*** Исходные данные

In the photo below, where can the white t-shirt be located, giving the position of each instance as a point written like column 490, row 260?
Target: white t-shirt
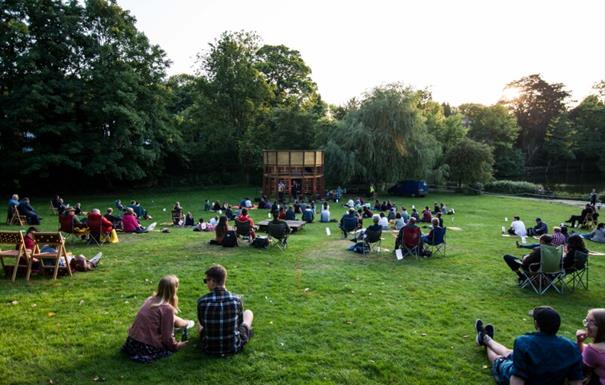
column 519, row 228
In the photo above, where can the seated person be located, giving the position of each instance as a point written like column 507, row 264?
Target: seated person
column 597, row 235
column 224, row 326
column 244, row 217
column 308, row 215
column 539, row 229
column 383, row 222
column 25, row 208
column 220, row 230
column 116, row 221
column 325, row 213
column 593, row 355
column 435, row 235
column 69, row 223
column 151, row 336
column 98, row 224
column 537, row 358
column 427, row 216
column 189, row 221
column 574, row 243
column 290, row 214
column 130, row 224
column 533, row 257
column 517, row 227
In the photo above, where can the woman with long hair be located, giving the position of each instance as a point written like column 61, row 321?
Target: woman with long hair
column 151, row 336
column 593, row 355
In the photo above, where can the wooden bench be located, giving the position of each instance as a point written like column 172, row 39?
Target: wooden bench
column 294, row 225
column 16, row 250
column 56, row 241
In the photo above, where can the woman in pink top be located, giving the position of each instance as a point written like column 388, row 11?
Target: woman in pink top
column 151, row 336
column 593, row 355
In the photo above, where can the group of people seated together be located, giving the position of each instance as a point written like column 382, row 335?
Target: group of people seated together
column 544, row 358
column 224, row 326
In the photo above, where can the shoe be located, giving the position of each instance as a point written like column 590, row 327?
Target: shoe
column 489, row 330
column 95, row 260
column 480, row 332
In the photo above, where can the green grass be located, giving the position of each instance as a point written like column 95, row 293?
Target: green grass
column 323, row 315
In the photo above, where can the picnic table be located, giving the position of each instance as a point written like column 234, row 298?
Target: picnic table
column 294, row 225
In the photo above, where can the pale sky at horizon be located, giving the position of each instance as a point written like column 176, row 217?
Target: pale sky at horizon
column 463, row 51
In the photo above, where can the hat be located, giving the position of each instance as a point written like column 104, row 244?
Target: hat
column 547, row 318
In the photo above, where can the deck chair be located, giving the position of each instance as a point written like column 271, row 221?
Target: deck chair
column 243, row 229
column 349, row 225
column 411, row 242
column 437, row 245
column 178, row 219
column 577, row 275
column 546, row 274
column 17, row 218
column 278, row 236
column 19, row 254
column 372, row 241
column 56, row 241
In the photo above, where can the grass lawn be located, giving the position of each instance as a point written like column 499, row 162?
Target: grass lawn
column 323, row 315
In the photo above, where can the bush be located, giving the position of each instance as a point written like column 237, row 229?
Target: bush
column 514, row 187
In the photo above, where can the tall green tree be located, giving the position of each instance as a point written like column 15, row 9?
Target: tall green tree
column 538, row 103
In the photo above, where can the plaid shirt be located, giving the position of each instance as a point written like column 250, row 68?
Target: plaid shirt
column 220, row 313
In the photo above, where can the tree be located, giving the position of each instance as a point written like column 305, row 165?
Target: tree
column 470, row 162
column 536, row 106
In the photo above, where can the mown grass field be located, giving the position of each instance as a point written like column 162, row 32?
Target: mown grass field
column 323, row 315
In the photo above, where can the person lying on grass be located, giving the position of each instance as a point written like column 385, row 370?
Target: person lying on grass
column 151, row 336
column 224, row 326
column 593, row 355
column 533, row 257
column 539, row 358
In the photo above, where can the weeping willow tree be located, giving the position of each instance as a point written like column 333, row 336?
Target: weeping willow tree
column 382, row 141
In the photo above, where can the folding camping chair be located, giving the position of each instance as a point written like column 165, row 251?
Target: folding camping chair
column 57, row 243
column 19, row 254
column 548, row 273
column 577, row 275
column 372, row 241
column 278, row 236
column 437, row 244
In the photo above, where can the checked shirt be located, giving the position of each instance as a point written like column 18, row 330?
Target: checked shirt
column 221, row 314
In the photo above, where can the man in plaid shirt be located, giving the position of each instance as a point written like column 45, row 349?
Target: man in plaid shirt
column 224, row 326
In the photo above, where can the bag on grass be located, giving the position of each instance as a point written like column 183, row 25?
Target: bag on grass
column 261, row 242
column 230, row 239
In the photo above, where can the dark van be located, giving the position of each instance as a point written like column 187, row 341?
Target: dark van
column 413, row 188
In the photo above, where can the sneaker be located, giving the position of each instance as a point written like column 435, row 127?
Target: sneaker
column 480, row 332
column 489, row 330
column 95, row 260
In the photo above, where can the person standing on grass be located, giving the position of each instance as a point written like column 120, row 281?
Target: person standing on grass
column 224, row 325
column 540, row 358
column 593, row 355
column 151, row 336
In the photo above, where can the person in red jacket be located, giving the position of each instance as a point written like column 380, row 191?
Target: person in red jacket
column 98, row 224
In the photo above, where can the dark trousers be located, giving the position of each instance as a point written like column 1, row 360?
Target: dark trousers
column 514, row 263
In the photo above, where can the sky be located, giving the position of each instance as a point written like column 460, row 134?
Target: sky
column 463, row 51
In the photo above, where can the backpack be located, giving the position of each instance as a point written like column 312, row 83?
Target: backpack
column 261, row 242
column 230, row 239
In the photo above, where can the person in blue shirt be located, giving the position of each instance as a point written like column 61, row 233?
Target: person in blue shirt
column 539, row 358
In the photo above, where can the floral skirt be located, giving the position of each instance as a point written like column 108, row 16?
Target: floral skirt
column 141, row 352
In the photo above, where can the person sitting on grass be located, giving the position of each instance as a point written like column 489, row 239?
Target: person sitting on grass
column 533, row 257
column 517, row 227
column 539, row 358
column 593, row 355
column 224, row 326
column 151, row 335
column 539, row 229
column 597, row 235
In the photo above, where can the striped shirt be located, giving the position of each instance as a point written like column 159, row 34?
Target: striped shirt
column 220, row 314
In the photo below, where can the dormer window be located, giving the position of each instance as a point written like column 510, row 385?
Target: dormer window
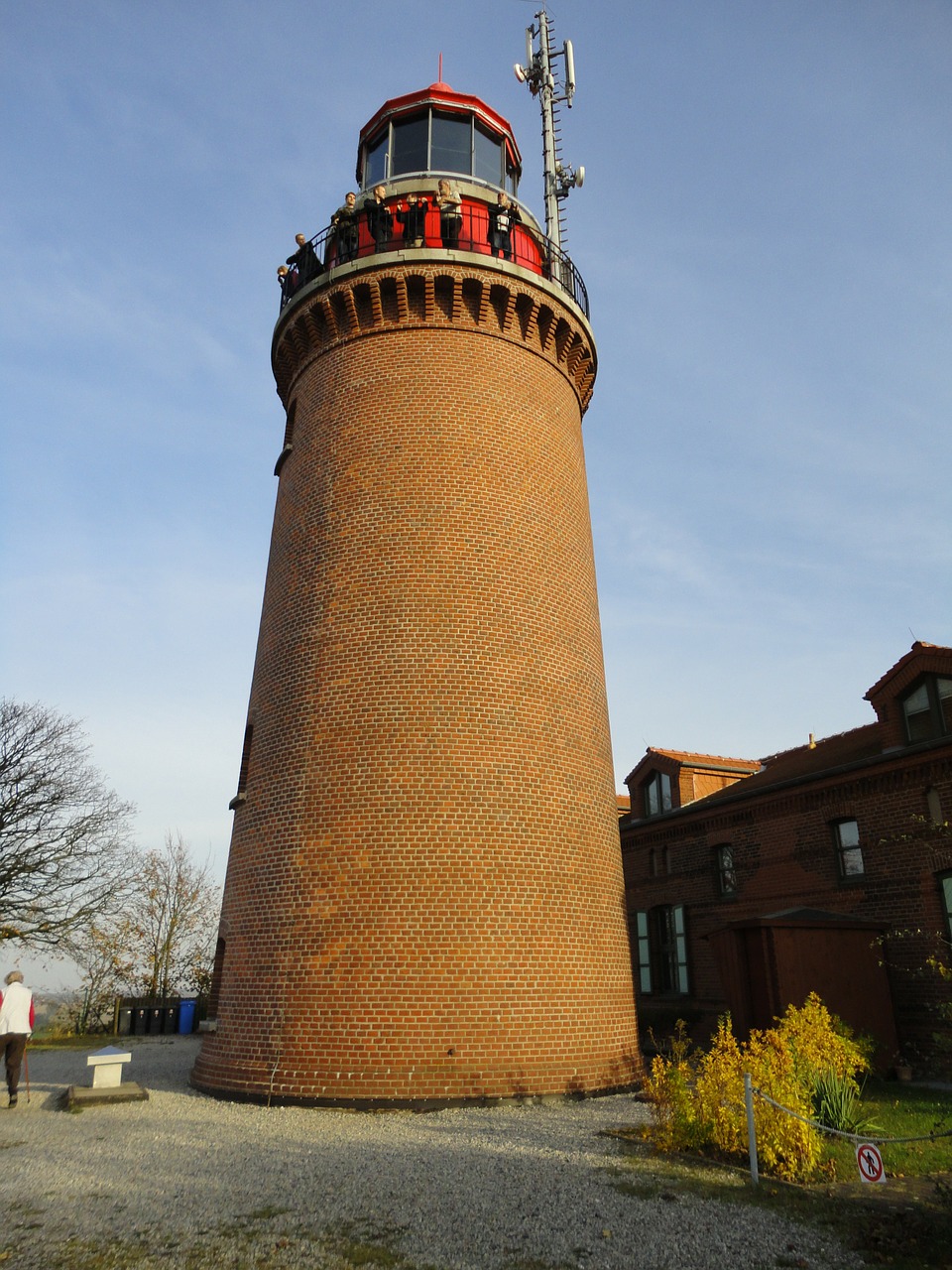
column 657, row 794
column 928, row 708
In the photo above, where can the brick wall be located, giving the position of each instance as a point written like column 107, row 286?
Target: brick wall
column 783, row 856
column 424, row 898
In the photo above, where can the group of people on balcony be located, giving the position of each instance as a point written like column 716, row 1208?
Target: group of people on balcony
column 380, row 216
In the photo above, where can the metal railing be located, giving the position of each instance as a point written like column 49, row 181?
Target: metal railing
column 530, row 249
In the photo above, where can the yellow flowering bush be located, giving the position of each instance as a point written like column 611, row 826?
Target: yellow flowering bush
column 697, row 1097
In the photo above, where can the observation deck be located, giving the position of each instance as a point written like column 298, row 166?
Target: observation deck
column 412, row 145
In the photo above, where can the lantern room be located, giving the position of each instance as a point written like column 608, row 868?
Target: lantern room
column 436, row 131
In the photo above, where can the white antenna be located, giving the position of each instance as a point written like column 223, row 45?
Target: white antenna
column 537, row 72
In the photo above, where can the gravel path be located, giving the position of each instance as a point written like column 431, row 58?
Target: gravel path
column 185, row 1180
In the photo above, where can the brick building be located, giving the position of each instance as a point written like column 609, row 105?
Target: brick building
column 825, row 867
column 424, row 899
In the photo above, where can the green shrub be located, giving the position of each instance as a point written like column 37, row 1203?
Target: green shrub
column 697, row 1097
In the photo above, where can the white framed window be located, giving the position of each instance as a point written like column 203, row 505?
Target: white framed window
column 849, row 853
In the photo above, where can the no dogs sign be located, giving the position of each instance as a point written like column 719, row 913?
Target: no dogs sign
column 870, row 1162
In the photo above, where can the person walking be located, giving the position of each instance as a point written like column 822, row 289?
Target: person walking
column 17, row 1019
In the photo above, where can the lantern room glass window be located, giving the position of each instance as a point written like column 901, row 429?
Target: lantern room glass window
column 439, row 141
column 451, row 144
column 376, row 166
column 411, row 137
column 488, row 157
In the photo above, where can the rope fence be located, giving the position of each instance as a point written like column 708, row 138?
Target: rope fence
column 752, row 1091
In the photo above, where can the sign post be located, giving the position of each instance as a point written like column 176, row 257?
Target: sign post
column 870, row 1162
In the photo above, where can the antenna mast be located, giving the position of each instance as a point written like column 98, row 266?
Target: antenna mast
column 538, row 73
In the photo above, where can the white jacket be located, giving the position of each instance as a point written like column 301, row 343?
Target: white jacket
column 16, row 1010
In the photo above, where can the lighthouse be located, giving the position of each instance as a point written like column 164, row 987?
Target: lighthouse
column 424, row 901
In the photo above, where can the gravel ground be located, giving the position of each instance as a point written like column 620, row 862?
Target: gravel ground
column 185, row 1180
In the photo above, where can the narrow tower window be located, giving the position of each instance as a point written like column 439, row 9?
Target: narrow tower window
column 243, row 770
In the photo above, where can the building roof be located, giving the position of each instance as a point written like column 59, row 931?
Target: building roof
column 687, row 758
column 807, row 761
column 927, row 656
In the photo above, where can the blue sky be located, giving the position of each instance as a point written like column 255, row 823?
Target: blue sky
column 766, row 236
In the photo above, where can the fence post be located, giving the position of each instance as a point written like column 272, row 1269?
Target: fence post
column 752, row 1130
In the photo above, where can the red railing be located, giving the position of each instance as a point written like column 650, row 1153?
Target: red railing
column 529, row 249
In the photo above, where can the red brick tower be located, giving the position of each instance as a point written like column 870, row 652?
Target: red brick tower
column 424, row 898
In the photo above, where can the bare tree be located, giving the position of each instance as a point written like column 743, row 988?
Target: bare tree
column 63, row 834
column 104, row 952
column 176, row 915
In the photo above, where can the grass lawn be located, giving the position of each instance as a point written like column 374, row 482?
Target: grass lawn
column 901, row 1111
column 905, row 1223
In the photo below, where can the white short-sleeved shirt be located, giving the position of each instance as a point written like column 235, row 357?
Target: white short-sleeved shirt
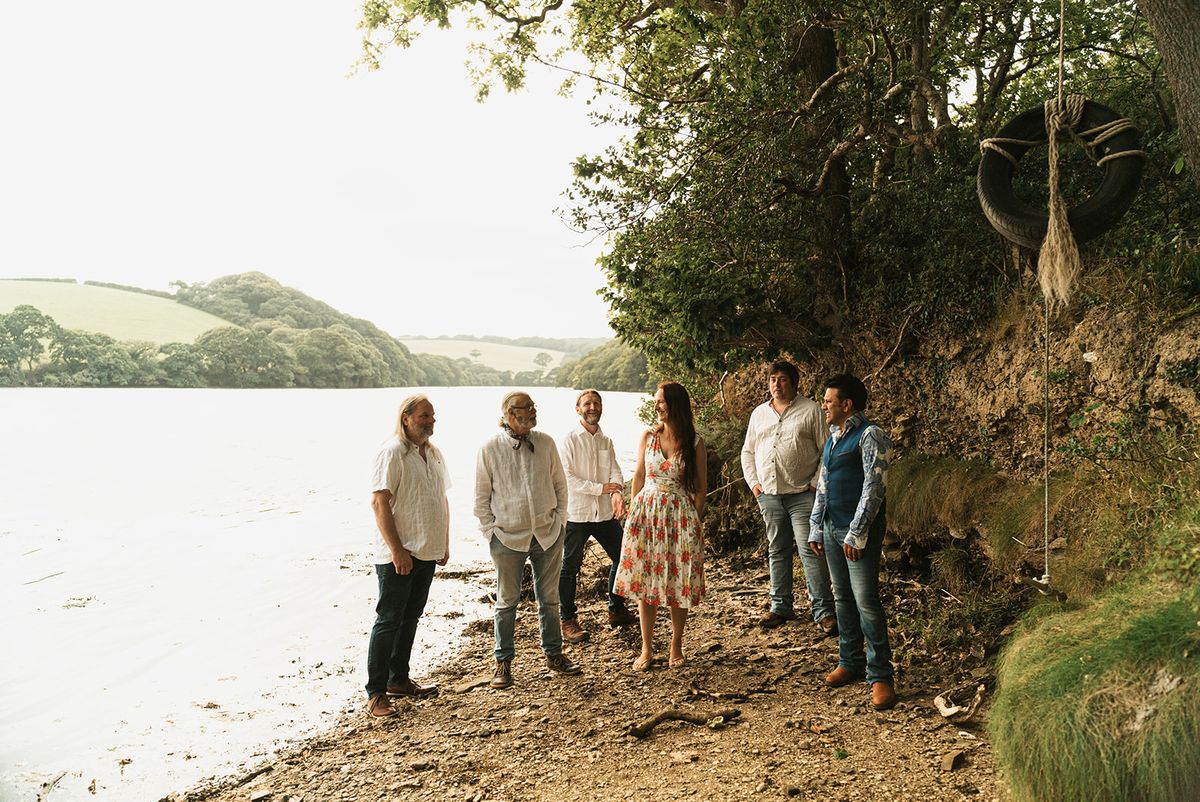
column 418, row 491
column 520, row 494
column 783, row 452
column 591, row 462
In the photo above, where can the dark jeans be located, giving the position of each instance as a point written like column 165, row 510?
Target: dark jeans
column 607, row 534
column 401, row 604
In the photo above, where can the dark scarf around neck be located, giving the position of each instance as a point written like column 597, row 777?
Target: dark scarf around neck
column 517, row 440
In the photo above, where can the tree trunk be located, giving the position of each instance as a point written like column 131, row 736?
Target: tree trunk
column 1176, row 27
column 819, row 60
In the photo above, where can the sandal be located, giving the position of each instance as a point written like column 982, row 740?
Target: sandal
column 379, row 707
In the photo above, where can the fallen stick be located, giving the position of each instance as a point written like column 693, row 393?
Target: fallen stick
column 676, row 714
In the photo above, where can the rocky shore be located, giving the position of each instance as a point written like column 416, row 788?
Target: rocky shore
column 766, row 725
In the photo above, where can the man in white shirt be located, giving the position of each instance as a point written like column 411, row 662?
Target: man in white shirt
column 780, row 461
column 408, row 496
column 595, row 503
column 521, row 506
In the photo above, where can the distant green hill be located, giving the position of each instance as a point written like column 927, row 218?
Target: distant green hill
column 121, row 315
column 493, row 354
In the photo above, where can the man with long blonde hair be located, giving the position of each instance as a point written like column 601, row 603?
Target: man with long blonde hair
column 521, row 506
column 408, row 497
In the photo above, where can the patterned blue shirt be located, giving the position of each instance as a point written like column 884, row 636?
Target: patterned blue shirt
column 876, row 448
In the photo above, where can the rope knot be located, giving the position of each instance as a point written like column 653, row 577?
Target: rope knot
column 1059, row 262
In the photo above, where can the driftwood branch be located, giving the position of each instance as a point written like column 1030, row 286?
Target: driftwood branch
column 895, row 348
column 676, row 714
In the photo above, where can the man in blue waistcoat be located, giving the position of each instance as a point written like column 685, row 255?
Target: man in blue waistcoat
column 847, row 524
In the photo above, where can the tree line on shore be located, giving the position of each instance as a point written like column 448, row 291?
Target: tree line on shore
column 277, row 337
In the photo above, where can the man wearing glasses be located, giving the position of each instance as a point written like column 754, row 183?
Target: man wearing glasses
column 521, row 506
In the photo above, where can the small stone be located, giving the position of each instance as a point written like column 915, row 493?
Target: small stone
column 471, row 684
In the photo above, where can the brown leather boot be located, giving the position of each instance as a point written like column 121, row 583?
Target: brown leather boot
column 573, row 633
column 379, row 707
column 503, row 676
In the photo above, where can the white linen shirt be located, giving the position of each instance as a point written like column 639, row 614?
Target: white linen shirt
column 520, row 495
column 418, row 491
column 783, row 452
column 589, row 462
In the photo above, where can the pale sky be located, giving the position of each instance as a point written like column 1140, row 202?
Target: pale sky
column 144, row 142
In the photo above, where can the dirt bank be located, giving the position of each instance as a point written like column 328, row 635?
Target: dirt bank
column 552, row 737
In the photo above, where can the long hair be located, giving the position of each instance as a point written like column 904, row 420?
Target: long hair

******

• _Задание_: Перепишите строки от строки с «In the photo above, where can the bag» до строки с «column 514, row 263» включительно, заменив «sneaker» на «running shoe» и не меняя ничего другого.

• _Ответ_:
In the photo above, where can the bag on grass be located, giving the position of each instance as a point written like column 183, row 25?
Target: bag on grass
column 261, row 242
column 230, row 239
In the photo above, where can the dark van be located, giving the position of each instance as a point written like column 187, row 341?
Target: dark van
column 413, row 188
In the photo above, where can the running shoe be located, giving the position of each instance as a point written like column 435, row 127?
Target: running shoe
column 480, row 332
column 489, row 330
column 95, row 260
In the photo above, where can the person standing on grass be located, giving the position of each instance as a point written like column 120, row 281?
Target: person standing on grass
column 224, row 325
column 540, row 358
column 593, row 355
column 151, row 336
In the photo above, where can the person in red jacket be located, giving the position of each instance as a point written like column 380, row 191?
Target: person in red jacket
column 98, row 224
In the photo above, where can the dark trousers be located, giving the position of each instance as a point written like column 1, row 360?
Target: dark trousers
column 514, row 263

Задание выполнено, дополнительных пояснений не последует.